# START OF Data

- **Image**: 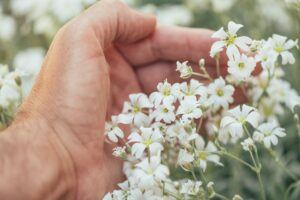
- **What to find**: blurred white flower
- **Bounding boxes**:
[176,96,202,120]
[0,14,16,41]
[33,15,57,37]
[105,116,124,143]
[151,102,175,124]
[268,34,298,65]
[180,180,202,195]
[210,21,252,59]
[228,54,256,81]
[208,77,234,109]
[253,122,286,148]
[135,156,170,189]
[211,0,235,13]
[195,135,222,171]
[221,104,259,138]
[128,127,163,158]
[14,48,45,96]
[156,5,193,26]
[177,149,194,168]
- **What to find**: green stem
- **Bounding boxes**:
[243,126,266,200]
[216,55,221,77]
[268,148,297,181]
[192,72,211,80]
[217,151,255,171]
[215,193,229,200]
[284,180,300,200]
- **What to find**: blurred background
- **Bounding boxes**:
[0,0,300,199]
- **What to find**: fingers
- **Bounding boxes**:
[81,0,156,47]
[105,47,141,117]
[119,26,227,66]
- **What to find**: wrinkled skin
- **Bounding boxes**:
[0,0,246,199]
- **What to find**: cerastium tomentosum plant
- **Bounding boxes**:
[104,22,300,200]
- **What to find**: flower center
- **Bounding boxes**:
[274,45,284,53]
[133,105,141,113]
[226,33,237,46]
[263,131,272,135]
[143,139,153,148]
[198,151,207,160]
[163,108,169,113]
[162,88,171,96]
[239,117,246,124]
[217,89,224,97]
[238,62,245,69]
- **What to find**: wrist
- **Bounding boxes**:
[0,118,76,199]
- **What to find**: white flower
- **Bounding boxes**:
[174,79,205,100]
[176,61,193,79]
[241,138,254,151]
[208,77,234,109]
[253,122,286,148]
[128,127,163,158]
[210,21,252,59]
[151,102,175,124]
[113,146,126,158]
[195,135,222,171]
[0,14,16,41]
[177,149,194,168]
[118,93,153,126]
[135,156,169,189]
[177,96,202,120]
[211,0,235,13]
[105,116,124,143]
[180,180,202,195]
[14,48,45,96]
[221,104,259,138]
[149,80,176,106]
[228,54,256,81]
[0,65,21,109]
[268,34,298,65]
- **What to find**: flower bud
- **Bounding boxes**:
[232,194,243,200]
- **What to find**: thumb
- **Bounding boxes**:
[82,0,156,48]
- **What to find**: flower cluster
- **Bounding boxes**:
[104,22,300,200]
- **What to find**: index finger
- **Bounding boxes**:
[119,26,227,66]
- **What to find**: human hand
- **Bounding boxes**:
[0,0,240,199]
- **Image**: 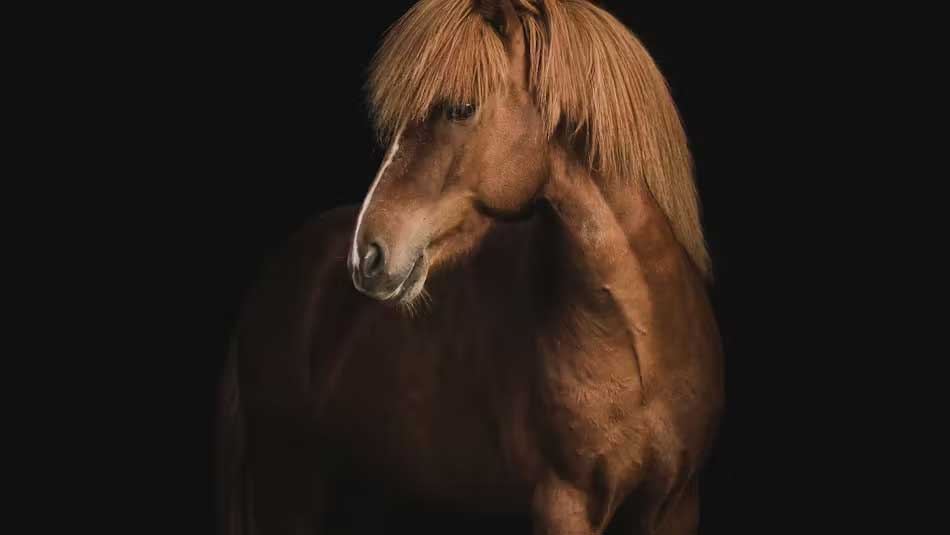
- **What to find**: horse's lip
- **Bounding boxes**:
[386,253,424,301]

# END OF Data
# START OF Data

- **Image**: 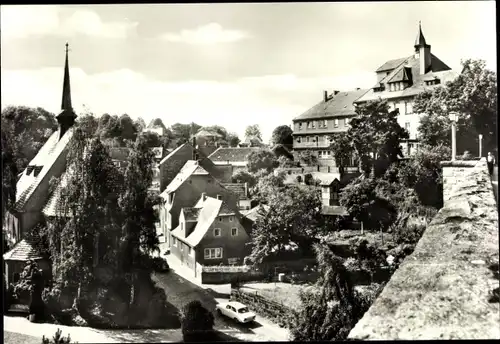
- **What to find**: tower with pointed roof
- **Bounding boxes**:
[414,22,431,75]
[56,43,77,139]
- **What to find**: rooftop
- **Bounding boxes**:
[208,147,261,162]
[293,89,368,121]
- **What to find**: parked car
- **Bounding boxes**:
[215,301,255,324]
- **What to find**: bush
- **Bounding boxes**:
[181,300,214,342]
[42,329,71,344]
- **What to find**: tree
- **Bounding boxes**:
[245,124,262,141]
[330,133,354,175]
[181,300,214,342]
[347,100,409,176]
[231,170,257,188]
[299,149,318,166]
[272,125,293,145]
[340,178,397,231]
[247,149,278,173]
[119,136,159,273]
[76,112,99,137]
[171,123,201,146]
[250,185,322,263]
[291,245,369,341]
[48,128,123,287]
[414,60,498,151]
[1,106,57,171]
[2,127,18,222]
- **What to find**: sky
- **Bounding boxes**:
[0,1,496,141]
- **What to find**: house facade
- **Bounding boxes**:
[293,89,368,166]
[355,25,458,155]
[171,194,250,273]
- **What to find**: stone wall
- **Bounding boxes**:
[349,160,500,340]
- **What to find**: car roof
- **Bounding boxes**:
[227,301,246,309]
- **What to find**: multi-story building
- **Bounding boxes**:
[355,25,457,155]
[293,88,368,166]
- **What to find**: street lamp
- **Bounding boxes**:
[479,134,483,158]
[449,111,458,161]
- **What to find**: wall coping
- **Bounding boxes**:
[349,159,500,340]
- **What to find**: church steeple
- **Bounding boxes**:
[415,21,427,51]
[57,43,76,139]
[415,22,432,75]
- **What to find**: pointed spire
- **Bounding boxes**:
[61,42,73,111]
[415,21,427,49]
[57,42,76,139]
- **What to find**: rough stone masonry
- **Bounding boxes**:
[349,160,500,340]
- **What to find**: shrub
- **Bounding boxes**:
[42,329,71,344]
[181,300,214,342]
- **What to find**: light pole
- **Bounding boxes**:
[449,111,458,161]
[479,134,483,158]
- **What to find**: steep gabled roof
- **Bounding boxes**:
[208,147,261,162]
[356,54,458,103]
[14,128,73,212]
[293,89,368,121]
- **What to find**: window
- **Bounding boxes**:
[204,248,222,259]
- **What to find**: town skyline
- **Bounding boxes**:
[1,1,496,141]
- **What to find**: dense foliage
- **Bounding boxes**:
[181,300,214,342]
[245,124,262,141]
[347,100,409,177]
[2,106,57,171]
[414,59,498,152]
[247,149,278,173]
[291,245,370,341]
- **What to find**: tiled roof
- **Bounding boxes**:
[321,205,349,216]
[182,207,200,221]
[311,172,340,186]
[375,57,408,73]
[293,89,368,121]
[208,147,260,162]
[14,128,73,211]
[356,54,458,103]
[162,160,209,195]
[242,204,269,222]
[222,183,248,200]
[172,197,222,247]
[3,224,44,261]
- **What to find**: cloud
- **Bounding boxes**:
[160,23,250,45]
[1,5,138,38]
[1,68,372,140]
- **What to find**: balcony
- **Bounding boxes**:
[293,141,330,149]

# END OF Data
# START OF Data

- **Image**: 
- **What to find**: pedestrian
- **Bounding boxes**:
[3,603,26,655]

# END OF Data

**Request:** How many lines in the entries above contain the string "pointed"? Reply with the number alone.

**Solved problem:** 2